▸ **PARTS OF THE EXERCISE**
1) According to the interview, what share of centenarians are women?
2) Copy everything in the interview from "Q&A with Maddy" down to "raise their hands.", word for word.

Q&A with Maddy Dychtwald: What the longevity revolution means for women

A long life is something many people yearn for. Ask a room of people if they’d like to live to 100 and the majority will raise their hands.

Longevity is the buzzword. Women are already living on average six years longer than men and might easily make it past 100 — more than 8 in 10 centenarians are women.

But there’s a dark side, according to Maddy Dychtwald, author of the new book published by the Mayo Clinic Press: “Ageless Aging: A Woman’s Guide to Increasing Healthspan, Brainspan, and Lifespan.”

Women don't do as well as their male counterparts when it comes to the number of healthy years they live. “On average in the United States, women spend the last 12 to 14 years in a cascade of poor health,” she said. “It doesn’t have to be that way.”

Here's what Dychtwald recently told Yahoo Finance about why women need to take control for a longer and happier life, edited for length and clarity:

Maddy, why is this a women’s issue?

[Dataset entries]
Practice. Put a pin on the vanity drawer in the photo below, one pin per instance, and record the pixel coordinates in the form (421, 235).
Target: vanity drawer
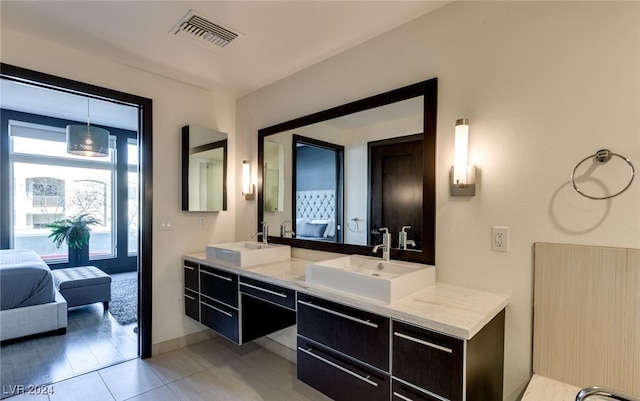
(191, 304)
(220, 318)
(339, 377)
(268, 292)
(191, 275)
(219, 285)
(362, 335)
(430, 360)
(403, 392)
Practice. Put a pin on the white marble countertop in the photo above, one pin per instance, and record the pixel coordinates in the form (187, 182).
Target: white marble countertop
(456, 311)
(542, 388)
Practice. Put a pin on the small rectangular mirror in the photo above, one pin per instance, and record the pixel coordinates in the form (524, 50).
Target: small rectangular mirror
(204, 169)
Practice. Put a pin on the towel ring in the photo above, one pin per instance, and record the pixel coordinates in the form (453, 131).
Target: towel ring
(602, 156)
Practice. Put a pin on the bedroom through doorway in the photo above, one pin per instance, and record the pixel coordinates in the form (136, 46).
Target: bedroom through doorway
(51, 185)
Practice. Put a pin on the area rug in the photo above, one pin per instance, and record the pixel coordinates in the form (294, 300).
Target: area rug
(124, 300)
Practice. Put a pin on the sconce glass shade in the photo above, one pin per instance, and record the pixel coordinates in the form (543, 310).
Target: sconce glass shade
(463, 180)
(247, 187)
(84, 140)
(461, 147)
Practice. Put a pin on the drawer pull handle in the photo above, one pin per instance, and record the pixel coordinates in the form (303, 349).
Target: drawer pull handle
(427, 343)
(402, 397)
(335, 365)
(219, 310)
(355, 319)
(217, 275)
(280, 294)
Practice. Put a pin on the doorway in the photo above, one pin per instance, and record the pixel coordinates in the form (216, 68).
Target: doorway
(145, 169)
(396, 189)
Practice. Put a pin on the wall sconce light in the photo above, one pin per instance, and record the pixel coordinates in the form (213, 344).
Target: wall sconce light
(247, 185)
(85, 140)
(463, 175)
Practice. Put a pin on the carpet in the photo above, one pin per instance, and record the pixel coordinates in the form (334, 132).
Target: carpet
(124, 300)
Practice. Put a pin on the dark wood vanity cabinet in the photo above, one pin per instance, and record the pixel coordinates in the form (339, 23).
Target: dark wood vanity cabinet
(359, 334)
(343, 352)
(338, 376)
(191, 290)
(266, 308)
(239, 308)
(432, 366)
(219, 302)
(219, 285)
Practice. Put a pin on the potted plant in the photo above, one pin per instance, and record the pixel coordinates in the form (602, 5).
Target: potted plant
(76, 232)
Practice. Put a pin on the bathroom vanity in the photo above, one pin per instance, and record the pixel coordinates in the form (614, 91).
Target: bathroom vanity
(441, 343)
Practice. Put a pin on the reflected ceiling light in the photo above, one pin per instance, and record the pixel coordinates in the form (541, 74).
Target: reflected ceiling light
(85, 140)
(462, 174)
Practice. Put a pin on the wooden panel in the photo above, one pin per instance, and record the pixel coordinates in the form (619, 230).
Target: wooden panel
(586, 316)
(633, 263)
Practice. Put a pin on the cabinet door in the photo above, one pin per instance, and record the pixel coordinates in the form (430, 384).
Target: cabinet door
(260, 318)
(220, 318)
(338, 377)
(192, 304)
(269, 292)
(191, 275)
(362, 335)
(219, 285)
(430, 360)
(402, 392)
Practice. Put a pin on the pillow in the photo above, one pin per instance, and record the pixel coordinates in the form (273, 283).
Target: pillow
(312, 230)
(331, 227)
(300, 223)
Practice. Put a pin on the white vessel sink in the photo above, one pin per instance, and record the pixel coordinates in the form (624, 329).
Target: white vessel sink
(247, 253)
(370, 277)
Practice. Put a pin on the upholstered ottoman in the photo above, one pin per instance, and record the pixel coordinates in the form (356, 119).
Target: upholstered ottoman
(83, 285)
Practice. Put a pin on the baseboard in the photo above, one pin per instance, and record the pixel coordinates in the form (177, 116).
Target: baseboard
(277, 348)
(180, 342)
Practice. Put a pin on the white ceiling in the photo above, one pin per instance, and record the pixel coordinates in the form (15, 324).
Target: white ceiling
(278, 38)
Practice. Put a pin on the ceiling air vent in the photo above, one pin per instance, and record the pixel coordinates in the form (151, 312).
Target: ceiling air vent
(196, 26)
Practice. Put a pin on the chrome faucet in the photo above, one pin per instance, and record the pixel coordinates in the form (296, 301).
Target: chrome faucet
(386, 244)
(604, 393)
(264, 233)
(402, 238)
(283, 229)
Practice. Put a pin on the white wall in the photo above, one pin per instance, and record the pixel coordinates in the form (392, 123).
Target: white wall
(174, 104)
(544, 85)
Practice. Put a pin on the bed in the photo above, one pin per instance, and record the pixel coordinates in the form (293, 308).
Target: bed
(316, 215)
(29, 302)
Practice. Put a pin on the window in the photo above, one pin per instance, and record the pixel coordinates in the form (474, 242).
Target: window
(72, 185)
(132, 198)
(49, 184)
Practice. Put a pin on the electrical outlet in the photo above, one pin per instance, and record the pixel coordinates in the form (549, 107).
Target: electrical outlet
(500, 239)
(165, 224)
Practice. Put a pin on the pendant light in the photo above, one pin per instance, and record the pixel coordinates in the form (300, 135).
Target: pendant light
(86, 140)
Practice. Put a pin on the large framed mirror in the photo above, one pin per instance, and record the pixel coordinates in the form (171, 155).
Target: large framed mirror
(204, 170)
(349, 171)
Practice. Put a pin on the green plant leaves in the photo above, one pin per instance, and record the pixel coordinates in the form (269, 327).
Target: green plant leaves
(75, 231)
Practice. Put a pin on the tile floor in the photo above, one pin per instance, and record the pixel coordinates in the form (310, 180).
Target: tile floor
(212, 370)
(93, 340)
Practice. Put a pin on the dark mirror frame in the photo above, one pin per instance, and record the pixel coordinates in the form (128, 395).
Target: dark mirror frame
(428, 89)
(188, 150)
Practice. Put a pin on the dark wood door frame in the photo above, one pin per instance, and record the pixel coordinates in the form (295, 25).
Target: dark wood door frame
(145, 166)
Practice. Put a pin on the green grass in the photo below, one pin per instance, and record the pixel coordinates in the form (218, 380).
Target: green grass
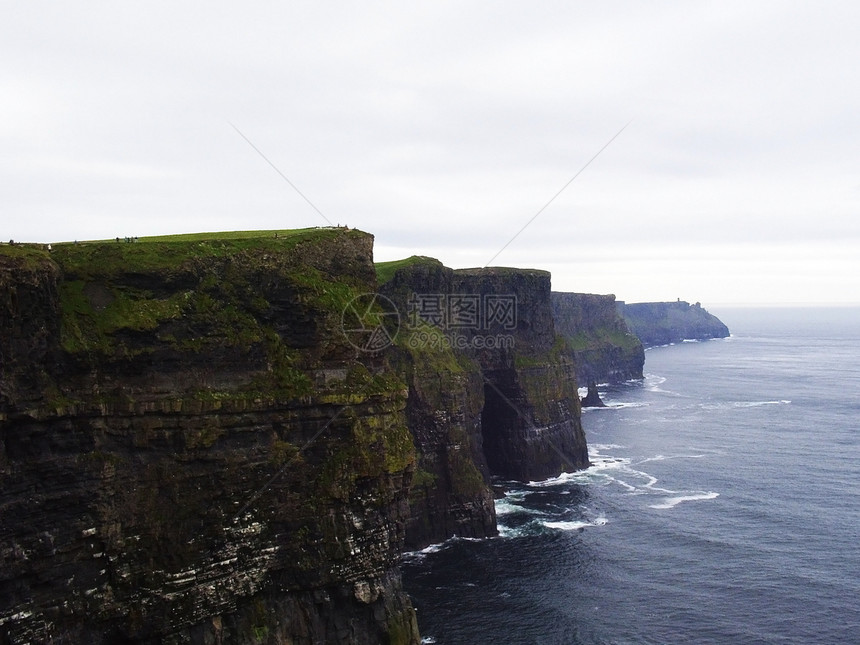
(385, 270)
(171, 252)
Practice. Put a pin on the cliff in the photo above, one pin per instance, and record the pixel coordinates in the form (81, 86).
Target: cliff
(192, 451)
(605, 350)
(661, 323)
(231, 438)
(501, 399)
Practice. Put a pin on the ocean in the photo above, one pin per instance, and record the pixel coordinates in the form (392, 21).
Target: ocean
(722, 506)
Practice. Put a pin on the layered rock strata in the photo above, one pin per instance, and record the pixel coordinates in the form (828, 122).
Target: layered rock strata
(605, 349)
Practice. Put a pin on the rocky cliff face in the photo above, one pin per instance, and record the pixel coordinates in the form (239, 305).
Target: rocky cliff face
(661, 323)
(605, 350)
(191, 451)
(196, 446)
(492, 392)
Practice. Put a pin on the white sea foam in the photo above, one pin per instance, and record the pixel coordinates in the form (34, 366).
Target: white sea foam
(574, 525)
(671, 502)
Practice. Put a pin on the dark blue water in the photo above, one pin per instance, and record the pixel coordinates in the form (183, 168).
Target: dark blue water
(723, 506)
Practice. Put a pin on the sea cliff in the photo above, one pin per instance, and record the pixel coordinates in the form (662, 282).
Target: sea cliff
(198, 446)
(192, 451)
(662, 323)
(605, 349)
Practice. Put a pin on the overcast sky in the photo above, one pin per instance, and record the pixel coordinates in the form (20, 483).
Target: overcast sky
(443, 128)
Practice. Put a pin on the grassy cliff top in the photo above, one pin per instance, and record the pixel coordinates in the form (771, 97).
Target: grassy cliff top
(501, 271)
(143, 254)
(385, 270)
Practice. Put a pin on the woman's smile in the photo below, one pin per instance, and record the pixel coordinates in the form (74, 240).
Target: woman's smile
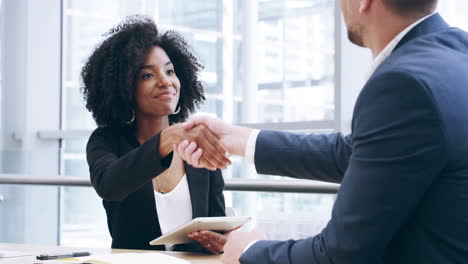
(166, 95)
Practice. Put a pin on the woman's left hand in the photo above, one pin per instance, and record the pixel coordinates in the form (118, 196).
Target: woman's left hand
(211, 241)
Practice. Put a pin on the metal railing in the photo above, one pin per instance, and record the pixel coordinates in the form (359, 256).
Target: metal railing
(249, 185)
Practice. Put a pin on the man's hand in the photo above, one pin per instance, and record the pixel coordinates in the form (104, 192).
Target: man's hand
(200, 136)
(236, 243)
(233, 137)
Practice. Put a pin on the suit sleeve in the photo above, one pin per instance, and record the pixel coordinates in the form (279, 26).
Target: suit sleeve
(216, 203)
(113, 177)
(315, 156)
(398, 151)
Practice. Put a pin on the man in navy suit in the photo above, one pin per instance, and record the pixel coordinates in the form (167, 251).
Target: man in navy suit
(403, 170)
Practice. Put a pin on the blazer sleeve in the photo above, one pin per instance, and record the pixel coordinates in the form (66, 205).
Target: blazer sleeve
(398, 151)
(322, 157)
(114, 177)
(216, 203)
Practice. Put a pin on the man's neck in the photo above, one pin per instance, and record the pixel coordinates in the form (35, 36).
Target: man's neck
(383, 31)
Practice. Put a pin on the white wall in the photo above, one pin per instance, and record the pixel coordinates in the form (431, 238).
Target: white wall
(30, 101)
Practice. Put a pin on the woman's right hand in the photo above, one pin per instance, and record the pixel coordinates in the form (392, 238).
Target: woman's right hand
(215, 154)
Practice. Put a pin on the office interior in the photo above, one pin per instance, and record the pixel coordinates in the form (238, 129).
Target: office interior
(270, 64)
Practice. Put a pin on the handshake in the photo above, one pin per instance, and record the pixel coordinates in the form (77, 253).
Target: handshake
(206, 142)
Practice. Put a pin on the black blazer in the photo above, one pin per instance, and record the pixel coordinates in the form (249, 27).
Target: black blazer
(121, 171)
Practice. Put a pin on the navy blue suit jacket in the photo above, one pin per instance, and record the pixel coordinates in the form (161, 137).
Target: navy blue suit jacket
(121, 172)
(403, 170)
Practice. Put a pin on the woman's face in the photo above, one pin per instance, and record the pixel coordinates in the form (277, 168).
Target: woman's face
(157, 88)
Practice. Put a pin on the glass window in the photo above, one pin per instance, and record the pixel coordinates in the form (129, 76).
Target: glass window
(453, 12)
(294, 82)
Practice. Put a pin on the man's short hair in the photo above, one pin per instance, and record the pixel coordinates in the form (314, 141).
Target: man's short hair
(412, 7)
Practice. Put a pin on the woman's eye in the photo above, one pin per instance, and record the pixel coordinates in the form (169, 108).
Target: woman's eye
(147, 75)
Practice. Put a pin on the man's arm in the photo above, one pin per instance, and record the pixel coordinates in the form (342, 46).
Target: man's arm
(398, 151)
(322, 157)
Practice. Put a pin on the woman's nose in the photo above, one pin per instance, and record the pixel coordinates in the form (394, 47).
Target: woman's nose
(163, 81)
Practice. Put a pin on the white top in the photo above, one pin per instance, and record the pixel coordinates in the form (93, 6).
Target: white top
(174, 208)
(384, 54)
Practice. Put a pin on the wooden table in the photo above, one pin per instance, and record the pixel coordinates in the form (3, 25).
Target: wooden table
(195, 258)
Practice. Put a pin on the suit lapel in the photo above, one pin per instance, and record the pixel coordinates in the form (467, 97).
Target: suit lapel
(198, 181)
(432, 24)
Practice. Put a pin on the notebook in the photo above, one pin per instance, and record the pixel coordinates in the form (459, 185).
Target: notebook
(120, 258)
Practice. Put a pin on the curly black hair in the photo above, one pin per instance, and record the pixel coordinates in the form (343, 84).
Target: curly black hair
(110, 74)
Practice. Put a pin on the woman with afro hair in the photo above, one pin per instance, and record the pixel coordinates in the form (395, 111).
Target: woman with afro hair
(139, 84)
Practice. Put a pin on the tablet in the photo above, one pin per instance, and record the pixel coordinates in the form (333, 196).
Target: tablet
(217, 224)
(13, 254)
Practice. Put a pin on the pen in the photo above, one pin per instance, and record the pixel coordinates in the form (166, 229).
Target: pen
(71, 255)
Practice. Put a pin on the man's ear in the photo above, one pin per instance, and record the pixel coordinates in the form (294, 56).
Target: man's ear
(365, 5)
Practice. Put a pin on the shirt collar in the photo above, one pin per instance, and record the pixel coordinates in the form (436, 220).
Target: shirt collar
(385, 53)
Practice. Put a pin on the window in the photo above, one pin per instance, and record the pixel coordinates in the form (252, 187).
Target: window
(290, 80)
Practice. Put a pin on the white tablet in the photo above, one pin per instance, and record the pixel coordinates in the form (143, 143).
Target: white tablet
(13, 254)
(219, 224)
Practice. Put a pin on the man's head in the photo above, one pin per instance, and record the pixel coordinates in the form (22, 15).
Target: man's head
(358, 14)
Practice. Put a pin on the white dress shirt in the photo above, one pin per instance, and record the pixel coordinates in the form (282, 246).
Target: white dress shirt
(174, 208)
(378, 60)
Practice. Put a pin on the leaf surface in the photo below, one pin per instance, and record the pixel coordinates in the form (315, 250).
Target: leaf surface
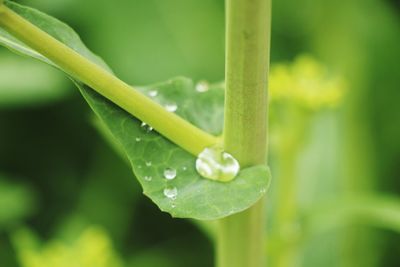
(149, 153)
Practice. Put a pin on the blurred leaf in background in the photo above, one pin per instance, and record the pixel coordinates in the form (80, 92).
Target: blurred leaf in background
(24, 82)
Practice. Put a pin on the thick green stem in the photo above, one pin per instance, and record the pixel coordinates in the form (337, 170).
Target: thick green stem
(241, 236)
(168, 124)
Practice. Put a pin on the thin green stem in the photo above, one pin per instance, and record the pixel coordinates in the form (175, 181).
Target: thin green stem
(168, 124)
(241, 236)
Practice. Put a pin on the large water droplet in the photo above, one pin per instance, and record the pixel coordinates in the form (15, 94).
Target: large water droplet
(153, 93)
(171, 192)
(171, 107)
(147, 128)
(202, 86)
(169, 173)
(216, 164)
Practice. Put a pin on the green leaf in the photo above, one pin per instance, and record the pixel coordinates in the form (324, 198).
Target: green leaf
(148, 152)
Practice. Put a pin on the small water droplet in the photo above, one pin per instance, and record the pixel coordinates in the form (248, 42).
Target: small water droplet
(153, 93)
(216, 164)
(147, 128)
(202, 86)
(171, 192)
(171, 107)
(169, 173)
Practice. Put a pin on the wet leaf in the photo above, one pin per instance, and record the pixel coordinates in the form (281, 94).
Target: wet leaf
(187, 195)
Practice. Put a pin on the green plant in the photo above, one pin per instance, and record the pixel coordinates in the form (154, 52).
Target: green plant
(188, 118)
(151, 155)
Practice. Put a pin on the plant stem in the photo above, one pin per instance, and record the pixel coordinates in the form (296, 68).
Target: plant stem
(241, 236)
(176, 129)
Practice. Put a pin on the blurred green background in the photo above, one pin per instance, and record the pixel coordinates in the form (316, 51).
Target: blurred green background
(66, 195)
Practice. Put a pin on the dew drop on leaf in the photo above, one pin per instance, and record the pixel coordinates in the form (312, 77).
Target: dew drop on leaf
(171, 192)
(147, 128)
(169, 173)
(216, 164)
(171, 107)
(202, 86)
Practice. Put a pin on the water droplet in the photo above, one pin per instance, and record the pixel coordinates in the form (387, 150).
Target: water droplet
(147, 128)
(169, 173)
(216, 164)
(171, 192)
(202, 86)
(171, 107)
(153, 93)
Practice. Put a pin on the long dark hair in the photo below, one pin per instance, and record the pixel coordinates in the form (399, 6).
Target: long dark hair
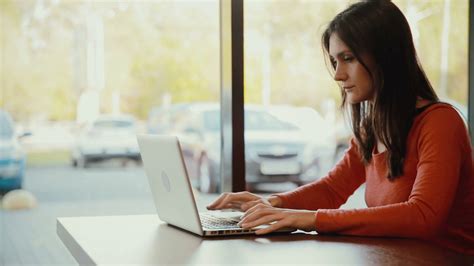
(379, 29)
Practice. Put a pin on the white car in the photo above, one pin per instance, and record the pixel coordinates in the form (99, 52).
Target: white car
(109, 136)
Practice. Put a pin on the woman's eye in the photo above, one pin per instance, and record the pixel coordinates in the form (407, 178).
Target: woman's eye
(348, 58)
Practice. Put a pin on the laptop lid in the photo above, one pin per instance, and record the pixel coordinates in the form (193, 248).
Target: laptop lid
(169, 183)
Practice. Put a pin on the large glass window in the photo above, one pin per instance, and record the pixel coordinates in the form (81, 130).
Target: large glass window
(80, 79)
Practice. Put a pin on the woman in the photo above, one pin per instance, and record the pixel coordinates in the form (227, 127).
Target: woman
(413, 152)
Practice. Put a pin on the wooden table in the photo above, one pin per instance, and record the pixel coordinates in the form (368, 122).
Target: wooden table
(144, 239)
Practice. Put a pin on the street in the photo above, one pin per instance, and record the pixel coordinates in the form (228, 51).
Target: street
(29, 236)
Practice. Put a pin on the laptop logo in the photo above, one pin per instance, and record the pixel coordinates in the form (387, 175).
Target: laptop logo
(166, 181)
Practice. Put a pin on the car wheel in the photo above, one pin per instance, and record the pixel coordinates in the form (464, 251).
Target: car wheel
(207, 182)
(82, 162)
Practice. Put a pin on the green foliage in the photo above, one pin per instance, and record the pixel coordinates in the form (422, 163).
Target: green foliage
(153, 49)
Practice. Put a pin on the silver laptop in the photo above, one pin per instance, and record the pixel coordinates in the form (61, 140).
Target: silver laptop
(174, 200)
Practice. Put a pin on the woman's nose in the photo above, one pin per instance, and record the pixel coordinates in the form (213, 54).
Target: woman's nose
(340, 74)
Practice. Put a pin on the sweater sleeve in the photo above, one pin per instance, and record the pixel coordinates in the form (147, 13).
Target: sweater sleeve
(441, 145)
(331, 191)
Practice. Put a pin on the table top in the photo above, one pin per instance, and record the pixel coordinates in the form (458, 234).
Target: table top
(144, 239)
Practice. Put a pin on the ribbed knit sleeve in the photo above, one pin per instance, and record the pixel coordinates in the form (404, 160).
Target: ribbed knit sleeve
(331, 191)
(442, 147)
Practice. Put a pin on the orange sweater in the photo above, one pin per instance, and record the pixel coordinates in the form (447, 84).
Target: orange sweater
(433, 200)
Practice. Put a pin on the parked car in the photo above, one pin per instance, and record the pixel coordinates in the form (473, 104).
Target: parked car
(12, 156)
(109, 136)
(276, 151)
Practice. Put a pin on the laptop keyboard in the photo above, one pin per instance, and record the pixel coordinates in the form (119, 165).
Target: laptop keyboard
(214, 222)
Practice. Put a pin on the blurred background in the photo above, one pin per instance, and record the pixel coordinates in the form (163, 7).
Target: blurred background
(79, 79)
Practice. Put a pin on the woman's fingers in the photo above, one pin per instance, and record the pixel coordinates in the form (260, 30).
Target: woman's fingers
(249, 204)
(221, 200)
(233, 198)
(265, 218)
(273, 227)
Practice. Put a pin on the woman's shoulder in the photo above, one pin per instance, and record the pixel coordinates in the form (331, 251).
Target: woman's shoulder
(440, 120)
(440, 113)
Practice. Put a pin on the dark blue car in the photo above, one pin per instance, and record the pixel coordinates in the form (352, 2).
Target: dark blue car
(12, 156)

▸ **ANSWERS FOR THE EXERCISE**
1) More than 8 in 10.

2)
Q&A with Maddy Dychtwald: What the longevity revolution means for women

A long life is something many people yearn for. Ask a room of people if they’d like to live to 100 and the majority will raise their hands.